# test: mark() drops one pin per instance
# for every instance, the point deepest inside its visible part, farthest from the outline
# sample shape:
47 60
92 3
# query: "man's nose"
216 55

» Problem
Repeat the entries above exactly, leaving nothing out.

» Solution for this task
# test: mark() drops one pin per instance
# for every instance, the point deepest inside its visible part, farthest from the outline
# sample shape:
47 60
92 3
# query: "man's nose"
216 55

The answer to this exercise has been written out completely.